→ **Task statement**:
Show each line below that includes the word "wooden".

(Items taken from a data source)
_____

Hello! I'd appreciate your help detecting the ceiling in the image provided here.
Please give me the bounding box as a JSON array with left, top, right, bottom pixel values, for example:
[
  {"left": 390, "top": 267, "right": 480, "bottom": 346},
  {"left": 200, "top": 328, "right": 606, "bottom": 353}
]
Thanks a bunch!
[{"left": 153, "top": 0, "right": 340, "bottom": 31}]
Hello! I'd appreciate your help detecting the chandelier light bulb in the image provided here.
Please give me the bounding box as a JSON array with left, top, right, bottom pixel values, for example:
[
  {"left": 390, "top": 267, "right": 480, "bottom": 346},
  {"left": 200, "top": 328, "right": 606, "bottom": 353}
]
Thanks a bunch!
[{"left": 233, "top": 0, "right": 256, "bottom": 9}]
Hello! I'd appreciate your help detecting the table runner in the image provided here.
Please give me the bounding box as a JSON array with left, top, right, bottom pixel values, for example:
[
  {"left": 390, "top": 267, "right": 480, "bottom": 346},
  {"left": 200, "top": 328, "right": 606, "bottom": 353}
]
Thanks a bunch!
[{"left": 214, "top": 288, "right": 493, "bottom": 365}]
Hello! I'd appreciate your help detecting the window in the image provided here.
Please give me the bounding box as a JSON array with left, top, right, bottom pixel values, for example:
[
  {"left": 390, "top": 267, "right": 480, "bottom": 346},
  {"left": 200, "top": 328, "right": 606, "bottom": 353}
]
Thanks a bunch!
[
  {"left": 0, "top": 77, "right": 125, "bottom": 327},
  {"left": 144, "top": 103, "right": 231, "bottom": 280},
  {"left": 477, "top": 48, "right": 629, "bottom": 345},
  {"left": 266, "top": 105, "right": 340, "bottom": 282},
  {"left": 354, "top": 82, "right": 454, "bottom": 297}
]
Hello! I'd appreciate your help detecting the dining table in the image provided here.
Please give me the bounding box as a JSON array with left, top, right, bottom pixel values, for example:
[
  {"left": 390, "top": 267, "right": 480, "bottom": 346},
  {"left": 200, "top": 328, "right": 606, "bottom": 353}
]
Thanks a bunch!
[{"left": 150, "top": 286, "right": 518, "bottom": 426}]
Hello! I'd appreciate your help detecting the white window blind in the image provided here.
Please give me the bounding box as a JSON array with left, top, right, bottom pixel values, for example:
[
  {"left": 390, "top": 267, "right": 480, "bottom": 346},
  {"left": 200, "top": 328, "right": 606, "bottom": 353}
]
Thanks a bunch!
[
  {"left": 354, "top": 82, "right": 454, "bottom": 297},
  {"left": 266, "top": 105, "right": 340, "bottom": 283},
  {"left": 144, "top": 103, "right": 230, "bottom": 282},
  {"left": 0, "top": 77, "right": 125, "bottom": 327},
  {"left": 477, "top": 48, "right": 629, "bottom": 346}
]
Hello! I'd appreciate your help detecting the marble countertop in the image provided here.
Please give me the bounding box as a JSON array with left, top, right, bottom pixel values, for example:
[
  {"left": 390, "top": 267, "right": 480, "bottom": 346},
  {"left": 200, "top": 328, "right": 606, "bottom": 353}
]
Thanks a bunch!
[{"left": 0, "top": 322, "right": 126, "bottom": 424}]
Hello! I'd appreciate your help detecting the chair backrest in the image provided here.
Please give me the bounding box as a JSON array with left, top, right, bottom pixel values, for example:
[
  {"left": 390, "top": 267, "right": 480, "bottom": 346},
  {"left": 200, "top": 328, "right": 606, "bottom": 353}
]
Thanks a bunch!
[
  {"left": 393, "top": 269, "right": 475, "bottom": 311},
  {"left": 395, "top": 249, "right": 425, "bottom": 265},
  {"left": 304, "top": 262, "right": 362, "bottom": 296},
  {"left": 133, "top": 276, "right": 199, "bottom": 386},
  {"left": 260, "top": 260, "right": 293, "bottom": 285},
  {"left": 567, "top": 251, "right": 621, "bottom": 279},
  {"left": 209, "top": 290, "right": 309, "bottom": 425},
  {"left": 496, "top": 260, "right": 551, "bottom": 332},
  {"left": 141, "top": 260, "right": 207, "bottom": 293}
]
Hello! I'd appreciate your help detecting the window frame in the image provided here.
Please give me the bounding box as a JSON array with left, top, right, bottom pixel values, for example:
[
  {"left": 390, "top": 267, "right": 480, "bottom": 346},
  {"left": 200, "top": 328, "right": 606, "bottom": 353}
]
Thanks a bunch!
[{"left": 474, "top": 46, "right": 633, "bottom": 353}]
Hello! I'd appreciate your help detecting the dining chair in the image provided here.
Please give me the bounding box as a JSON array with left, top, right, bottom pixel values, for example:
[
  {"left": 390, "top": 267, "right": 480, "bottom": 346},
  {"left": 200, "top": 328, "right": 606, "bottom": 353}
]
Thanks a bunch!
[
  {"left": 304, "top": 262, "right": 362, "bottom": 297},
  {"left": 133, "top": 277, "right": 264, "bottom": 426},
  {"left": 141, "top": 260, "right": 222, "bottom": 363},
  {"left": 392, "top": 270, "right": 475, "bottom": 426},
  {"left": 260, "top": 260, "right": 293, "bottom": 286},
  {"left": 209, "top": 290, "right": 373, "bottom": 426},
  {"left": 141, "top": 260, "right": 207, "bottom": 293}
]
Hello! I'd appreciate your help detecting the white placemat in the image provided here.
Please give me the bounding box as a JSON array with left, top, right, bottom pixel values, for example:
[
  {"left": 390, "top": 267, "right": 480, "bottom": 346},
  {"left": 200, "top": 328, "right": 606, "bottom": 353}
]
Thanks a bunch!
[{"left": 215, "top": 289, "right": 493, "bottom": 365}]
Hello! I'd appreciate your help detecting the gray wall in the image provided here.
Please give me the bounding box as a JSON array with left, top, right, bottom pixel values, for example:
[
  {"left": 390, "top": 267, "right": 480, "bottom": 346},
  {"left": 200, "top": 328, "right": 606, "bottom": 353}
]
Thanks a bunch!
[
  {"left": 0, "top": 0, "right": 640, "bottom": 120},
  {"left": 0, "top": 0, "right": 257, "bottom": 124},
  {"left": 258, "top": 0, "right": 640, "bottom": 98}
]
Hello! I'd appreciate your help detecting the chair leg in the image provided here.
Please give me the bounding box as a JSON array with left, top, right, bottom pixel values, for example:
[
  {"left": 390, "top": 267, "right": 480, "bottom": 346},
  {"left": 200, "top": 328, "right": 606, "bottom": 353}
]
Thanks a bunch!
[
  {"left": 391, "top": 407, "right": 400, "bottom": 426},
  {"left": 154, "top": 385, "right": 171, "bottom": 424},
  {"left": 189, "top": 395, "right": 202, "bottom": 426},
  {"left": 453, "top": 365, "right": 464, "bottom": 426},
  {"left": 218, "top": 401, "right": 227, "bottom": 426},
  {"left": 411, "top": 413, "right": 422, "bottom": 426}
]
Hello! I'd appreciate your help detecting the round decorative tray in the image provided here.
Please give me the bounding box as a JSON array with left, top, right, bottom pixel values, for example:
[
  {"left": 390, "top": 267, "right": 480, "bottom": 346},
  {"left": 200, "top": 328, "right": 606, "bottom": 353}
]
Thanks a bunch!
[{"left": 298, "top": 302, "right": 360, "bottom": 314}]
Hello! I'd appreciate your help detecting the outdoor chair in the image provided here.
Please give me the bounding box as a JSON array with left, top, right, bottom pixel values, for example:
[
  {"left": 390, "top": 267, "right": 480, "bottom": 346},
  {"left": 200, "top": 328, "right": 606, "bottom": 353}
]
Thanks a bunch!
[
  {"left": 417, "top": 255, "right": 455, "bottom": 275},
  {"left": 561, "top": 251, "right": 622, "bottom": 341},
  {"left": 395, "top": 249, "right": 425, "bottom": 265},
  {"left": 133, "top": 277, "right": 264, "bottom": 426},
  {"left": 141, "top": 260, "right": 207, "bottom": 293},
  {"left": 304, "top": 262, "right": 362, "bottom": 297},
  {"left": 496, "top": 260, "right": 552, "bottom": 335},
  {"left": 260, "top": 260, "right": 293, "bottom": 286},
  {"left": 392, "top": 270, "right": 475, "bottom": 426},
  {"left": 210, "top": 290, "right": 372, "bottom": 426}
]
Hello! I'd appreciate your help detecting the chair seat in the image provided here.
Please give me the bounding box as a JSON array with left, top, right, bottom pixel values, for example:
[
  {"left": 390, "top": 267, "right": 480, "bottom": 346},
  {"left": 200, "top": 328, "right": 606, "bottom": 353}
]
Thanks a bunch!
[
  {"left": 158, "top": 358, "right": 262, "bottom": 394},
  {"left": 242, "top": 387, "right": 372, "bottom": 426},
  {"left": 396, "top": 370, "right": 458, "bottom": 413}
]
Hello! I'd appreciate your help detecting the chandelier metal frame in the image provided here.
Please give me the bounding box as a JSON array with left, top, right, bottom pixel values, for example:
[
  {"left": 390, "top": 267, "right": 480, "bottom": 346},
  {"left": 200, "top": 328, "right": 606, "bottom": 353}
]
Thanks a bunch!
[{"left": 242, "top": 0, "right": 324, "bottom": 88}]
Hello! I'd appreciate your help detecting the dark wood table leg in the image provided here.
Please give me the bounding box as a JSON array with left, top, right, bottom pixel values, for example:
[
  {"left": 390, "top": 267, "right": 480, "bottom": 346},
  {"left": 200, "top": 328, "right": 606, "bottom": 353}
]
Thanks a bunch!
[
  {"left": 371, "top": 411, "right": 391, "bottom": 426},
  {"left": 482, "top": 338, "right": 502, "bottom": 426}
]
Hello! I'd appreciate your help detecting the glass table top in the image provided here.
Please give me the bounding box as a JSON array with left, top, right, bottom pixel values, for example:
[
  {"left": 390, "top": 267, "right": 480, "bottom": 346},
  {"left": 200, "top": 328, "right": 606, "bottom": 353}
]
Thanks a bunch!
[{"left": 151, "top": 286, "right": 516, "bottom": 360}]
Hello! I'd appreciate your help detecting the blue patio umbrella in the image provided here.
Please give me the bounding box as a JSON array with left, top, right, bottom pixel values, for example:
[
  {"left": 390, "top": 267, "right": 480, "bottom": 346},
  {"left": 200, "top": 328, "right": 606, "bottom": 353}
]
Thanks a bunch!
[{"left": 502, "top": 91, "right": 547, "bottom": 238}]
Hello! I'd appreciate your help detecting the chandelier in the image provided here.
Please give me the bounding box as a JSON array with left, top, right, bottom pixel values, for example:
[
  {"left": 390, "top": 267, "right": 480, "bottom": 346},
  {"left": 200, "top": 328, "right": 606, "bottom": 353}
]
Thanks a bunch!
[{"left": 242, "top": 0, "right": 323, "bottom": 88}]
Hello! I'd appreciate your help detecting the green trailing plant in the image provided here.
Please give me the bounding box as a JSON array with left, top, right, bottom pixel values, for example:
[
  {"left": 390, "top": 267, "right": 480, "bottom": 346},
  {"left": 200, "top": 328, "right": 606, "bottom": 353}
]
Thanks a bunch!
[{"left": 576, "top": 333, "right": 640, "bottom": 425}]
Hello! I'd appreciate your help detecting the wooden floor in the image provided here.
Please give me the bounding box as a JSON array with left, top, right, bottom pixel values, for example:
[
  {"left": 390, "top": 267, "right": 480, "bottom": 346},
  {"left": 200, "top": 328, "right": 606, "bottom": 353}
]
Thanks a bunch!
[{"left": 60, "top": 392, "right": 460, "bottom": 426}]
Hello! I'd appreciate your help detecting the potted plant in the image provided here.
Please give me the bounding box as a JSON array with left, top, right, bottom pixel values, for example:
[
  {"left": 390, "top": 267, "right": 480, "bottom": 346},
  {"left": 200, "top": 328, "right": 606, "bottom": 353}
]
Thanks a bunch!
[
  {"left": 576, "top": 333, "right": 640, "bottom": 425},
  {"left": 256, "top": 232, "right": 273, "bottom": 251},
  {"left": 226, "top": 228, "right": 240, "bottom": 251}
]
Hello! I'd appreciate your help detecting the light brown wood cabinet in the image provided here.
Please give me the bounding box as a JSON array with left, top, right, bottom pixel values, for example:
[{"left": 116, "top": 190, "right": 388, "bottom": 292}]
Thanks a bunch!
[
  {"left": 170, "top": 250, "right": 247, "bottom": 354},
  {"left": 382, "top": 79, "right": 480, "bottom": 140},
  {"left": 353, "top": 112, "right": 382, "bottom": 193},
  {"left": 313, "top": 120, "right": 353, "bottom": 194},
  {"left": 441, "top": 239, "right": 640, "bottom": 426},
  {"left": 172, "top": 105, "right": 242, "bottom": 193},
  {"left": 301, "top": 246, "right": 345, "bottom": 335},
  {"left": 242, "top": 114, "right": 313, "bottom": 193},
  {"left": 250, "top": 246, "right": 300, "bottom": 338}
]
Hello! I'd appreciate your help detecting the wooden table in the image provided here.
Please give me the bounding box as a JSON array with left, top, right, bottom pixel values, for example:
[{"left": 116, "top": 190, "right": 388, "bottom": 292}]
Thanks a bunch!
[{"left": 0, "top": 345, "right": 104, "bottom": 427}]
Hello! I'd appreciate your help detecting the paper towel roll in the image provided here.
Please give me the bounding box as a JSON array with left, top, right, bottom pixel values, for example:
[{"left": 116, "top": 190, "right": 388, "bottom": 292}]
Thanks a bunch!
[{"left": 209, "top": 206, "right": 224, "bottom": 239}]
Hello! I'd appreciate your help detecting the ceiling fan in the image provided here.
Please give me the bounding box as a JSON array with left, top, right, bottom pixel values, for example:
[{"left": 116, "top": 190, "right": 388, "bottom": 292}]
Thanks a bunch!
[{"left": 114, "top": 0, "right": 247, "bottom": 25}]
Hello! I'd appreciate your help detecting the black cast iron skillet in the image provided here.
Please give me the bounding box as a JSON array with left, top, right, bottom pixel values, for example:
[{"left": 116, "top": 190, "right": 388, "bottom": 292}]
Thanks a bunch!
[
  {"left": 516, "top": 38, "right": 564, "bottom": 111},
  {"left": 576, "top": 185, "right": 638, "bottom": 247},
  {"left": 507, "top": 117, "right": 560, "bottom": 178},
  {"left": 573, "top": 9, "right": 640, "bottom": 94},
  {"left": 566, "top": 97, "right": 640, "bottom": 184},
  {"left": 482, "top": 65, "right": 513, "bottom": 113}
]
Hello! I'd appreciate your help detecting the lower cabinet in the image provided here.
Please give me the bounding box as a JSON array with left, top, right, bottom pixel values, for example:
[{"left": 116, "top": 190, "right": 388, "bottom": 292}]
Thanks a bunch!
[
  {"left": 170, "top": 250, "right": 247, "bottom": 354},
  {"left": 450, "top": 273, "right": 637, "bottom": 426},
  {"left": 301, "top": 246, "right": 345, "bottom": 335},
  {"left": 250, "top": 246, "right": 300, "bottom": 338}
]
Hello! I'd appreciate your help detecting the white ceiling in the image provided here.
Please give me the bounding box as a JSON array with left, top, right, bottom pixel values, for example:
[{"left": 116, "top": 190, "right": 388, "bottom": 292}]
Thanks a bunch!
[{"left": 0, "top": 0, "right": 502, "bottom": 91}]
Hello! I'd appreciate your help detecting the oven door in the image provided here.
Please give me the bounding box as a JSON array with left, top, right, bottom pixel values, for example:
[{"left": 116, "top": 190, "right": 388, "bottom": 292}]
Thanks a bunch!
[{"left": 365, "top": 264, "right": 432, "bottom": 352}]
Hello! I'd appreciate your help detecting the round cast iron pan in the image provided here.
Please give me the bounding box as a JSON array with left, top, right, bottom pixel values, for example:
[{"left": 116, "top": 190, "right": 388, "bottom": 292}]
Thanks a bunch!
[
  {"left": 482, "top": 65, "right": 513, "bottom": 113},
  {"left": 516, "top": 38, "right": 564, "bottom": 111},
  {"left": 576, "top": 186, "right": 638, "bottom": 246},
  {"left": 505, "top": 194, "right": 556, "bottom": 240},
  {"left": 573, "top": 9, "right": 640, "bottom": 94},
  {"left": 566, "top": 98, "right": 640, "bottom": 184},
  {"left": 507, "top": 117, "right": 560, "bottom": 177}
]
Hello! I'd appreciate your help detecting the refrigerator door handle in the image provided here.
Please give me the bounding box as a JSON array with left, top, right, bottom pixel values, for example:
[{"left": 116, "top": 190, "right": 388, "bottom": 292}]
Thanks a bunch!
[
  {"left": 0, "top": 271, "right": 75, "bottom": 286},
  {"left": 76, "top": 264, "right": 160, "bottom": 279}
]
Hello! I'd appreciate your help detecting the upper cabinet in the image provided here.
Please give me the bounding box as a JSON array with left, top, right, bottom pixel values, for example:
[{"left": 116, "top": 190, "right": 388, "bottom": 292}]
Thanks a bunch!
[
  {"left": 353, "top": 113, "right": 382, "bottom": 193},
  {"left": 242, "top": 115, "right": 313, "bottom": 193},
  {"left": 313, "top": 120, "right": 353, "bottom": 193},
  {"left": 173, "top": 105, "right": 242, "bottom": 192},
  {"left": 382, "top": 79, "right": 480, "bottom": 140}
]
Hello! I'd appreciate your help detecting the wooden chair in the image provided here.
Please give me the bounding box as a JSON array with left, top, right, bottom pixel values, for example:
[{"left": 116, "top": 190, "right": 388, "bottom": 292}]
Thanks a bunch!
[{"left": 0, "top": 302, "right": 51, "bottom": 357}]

_____

→ **Task output**:
Hello! I'd appreciate your help detecting the wooden floor in the image provided here.
Hello! I'd appreciate your help detecting the wooden table in the image provided here.
Hello! I'd appreciate your help detecting the wooden chair in the image provided here.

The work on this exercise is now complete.